Discussions about, toward,
around, and alongside the
New England American Studies
Association's Fall 2011 Conference.
See the schedule at the bottom of
the page, and please add your voice
and perspective to the mix!

Tuesday, August 2, 2011

Frank Usbeck's (Transnational) Post

Who's the Barbarian Here? Or: Exceptionalism in German and American Group Identity around 1900
While analyzing the German interest in Native American topics, I came to understand the interrelation of German nationalism and identity formation with this interest for Indians. Following this thread, I became very interested in ways how German nationalists claimed German uniqueness by way of alluding to the primitive, and the same time I discovered numerous parallels in American nationalism and in the myth of the frontier. I want to share and discuss these parallels in this blog and possibly use them as premises to our presentations and discussions in November. I'd be interested in how far similar parallels and claims to exceptionalism  using the same trope existed among other groups.

• • • • •

STATED GOAL A.
Do these statements agree with the blog post on German and American exceptionalism? For each, answer yes or no and quote the words of the post that decide it.
(i) The discussions relate to the Fall 2011 conference of the New England American Studies Association.
(ii) The post is dated to a Tuesday in September 2011.
(iii) The writer may use the parallels as premises for presentations and discussions in November.
STATED GOAL B.
Can you carry on the blog post about German and American exceptionalism from its last sentence?

• • • • •

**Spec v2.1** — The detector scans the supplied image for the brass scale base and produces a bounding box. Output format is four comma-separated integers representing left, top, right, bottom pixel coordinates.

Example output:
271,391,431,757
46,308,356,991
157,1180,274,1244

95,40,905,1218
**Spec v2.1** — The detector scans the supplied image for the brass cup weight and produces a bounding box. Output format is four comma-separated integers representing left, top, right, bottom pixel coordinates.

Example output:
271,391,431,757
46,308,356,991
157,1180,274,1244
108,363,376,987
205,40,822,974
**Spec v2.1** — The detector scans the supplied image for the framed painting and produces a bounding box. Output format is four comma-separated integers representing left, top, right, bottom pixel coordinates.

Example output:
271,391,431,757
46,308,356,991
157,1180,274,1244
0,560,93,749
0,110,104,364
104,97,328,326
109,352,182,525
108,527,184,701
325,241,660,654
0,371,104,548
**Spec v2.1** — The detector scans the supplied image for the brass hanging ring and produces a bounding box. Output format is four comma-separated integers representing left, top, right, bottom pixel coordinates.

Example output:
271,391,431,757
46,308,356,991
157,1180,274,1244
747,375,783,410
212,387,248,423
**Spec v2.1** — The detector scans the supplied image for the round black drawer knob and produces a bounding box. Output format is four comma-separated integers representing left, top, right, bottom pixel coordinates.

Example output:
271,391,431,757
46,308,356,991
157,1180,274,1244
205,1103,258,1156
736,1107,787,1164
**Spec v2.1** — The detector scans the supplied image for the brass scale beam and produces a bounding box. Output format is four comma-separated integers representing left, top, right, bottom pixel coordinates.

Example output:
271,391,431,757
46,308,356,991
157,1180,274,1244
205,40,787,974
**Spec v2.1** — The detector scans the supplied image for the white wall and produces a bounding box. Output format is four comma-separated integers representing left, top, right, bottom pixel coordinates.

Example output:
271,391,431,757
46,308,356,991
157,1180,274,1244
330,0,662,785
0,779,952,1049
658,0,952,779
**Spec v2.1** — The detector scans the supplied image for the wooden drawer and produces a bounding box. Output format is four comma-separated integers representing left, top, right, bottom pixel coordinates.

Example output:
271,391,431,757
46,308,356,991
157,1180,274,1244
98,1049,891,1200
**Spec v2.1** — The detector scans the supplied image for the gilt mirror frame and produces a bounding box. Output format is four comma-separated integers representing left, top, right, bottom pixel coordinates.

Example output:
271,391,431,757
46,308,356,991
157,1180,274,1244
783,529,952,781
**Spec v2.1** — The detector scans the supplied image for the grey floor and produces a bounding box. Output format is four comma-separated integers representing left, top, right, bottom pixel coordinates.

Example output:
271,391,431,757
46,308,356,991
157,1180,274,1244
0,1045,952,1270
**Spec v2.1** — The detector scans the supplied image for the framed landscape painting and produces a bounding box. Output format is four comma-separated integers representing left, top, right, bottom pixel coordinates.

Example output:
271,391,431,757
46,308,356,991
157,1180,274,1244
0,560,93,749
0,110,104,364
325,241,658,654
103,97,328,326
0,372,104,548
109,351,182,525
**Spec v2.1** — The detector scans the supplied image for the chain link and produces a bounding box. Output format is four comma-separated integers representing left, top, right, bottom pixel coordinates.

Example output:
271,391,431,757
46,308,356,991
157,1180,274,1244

• • • • •

FINAL RESULT A.
(i) Yes: "New England American Studies Association's Fall 2011 Conference."
(ii) No: "Tuesday, August 2, 2011"
(iii) Yes: "possibly use them as premises to our presentations and discussions in November"

FINAL RESULT B.
Reaching back to the first phase of European expansion, the German infatuation with Native American topics has become a phenomenon of popular mass culture during the 19th century and has, in varying adaptive expressions, prevailed until now. Termed German "Indianthusiasm" by American Studies scholar Hartmut Lutz, this phenomenon has been found to be more revealing about German perceptions of self and the American other than about (Native) America itself. The depiction of contemporary Native Americans helped German nationalists of the 19th century to relate Germans to their Germanic ancestors, and thus ascribe to both Germans and Native Americans positive "national/racial" character traits which enhanced a notion of German-Indian sameness. In my dissertation project, I described two major tropes of Indianthusiasm which helped  build a sense of German exceptionalism by way of Indian imagery and allusions to primitivism/barbarianism, the German Sonderweg.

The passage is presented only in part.